:: What is needed ::
Reproduce the data below word for word, beginning with the line that contains "the white bus" and continuing through the last line of the data.

:: Extracted material ::
+-------+

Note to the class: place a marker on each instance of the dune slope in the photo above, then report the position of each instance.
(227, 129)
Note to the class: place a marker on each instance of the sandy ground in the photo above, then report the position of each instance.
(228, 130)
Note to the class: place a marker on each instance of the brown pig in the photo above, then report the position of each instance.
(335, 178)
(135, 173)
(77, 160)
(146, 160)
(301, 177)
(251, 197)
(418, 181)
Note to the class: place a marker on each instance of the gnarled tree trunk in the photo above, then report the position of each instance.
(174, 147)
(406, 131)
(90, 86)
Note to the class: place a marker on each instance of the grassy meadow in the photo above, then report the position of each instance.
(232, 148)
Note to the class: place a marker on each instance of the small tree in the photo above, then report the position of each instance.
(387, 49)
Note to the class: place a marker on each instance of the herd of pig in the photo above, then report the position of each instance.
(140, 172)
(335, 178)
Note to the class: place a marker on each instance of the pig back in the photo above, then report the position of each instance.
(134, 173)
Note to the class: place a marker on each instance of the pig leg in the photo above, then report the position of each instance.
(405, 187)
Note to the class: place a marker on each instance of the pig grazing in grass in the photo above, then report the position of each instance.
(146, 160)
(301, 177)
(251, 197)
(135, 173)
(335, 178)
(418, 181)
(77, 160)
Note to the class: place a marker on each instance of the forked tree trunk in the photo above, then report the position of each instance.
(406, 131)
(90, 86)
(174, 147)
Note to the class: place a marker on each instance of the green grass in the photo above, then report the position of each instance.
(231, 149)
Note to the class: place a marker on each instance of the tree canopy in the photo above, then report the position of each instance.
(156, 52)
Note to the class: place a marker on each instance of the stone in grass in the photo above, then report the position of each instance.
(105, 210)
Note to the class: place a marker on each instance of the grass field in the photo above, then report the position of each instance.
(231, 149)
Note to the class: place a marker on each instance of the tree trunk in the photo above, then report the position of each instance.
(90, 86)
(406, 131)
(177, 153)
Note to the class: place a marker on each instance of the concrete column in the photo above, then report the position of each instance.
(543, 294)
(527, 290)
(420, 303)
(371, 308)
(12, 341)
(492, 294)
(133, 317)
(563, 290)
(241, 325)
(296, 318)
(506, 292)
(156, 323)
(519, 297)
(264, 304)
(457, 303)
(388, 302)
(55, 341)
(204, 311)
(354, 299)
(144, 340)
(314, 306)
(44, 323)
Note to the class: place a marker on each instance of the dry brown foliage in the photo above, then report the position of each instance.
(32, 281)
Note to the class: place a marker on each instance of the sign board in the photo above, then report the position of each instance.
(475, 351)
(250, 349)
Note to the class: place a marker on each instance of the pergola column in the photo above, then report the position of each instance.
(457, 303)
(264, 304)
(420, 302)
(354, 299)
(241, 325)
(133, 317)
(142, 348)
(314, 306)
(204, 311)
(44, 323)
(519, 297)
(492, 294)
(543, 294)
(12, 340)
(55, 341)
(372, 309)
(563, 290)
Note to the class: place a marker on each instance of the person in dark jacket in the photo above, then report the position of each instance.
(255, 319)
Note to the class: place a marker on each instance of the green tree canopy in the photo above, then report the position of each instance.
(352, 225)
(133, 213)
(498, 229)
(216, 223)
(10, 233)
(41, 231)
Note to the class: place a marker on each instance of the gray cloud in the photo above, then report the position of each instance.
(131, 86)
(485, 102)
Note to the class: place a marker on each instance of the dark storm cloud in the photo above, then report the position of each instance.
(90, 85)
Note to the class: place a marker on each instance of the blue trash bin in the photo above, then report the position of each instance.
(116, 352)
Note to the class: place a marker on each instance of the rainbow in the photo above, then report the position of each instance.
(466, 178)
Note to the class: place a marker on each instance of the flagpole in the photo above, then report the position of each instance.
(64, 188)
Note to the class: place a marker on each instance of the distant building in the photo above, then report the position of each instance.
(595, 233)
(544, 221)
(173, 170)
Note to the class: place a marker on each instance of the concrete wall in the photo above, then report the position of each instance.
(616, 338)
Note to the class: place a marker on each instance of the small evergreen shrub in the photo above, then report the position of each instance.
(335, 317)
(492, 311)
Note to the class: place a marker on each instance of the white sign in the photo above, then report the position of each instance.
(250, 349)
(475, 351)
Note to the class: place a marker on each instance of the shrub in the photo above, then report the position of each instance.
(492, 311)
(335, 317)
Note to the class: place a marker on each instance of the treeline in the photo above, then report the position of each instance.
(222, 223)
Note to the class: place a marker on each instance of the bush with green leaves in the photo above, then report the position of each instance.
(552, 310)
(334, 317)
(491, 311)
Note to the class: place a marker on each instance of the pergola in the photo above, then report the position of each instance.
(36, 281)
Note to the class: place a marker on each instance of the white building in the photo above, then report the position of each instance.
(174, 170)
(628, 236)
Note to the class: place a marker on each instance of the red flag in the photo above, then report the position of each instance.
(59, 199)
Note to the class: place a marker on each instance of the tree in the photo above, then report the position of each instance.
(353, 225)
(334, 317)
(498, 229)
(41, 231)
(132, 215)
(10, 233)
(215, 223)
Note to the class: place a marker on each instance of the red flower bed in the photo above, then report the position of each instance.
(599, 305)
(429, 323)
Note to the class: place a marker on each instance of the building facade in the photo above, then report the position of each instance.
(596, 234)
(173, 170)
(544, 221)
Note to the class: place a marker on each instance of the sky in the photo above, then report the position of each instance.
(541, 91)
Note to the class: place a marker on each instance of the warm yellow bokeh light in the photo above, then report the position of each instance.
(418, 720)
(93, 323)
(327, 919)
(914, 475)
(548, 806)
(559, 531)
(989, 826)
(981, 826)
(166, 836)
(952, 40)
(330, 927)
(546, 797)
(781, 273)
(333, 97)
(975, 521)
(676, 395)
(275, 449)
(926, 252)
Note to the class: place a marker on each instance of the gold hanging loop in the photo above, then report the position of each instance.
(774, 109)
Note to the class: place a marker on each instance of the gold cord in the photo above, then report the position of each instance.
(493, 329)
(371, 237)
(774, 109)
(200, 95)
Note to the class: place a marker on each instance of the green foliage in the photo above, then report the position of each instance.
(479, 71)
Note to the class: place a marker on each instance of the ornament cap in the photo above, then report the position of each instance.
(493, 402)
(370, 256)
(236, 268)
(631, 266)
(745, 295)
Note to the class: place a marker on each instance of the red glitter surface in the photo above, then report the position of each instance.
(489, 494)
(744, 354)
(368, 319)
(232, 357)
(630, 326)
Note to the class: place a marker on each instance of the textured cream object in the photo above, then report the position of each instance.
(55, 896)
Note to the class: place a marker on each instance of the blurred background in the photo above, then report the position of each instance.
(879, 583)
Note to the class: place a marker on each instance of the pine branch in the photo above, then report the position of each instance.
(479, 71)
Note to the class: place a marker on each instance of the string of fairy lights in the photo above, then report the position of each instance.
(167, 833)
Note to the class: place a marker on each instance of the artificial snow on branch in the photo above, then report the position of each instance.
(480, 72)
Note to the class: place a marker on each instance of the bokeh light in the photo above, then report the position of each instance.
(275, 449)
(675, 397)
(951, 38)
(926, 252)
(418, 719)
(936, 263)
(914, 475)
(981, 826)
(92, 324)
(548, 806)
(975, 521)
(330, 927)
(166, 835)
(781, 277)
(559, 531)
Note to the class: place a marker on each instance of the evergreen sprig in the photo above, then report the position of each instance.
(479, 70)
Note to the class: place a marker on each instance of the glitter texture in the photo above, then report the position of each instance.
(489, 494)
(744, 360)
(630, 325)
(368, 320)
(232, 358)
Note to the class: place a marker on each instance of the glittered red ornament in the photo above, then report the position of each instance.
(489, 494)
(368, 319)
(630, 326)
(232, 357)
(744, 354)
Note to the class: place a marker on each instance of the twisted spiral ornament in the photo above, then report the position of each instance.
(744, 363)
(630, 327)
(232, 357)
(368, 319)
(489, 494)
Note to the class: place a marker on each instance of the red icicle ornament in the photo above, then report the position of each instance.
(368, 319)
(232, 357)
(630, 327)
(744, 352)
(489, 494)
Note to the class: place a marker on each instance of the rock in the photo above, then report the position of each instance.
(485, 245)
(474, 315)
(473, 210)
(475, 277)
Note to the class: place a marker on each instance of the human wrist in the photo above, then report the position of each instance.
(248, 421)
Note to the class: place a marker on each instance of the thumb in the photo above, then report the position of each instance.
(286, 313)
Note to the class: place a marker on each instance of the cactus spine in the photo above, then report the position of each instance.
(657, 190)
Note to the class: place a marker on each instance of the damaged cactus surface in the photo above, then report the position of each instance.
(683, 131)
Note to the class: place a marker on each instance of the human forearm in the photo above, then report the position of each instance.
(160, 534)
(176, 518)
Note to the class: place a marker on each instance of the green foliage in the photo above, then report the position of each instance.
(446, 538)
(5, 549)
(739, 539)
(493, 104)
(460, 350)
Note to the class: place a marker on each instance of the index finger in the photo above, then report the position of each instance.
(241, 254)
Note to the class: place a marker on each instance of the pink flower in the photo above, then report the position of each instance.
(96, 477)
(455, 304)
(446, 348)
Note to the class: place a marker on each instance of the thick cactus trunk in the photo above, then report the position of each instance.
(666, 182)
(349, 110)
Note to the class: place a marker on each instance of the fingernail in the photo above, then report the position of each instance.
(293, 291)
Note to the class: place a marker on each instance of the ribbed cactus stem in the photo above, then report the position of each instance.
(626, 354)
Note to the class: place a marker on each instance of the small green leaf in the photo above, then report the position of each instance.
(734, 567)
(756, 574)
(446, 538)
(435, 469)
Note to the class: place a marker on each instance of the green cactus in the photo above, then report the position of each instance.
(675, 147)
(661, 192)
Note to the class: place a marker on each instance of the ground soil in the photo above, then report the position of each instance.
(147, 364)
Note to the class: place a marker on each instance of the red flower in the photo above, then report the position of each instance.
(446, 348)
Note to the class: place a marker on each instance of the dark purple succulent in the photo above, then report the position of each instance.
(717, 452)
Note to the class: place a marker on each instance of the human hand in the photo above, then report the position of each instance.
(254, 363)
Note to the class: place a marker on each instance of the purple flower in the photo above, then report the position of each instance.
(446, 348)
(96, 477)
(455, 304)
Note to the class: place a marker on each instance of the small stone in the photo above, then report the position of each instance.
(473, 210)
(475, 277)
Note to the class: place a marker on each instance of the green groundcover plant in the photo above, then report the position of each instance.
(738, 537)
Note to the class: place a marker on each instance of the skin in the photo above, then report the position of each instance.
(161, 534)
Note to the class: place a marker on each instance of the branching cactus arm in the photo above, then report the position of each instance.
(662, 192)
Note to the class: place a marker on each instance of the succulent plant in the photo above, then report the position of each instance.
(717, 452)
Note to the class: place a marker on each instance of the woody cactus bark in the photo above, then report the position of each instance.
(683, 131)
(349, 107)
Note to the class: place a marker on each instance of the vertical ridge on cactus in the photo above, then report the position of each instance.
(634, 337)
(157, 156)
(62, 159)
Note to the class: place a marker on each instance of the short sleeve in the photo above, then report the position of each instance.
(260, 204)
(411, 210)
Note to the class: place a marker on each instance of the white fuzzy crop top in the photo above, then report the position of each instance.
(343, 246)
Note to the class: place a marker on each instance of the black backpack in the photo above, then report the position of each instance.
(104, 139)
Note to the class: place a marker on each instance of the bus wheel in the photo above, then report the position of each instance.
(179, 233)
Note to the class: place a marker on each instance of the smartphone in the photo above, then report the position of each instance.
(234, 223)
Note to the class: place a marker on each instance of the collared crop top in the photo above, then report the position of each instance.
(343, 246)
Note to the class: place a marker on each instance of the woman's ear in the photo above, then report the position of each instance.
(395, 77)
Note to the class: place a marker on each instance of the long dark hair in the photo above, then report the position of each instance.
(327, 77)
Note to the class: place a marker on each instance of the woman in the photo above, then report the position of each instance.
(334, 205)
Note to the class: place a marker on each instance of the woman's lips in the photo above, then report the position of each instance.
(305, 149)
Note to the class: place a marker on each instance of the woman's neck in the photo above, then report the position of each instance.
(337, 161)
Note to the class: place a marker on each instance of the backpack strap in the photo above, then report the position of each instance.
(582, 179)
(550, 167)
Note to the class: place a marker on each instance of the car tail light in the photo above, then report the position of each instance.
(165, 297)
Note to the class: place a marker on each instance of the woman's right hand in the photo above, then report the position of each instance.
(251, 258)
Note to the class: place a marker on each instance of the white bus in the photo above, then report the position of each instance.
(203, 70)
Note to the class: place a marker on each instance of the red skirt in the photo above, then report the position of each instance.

+-------+

:: Solution below ::
Note to the class: place a marker on each instance of the white bus in the photo above, then report the position of each instance.
(203, 70)
Note to the class: place a marker on each instance of the red skirt in the photo above, then report the position of each instance.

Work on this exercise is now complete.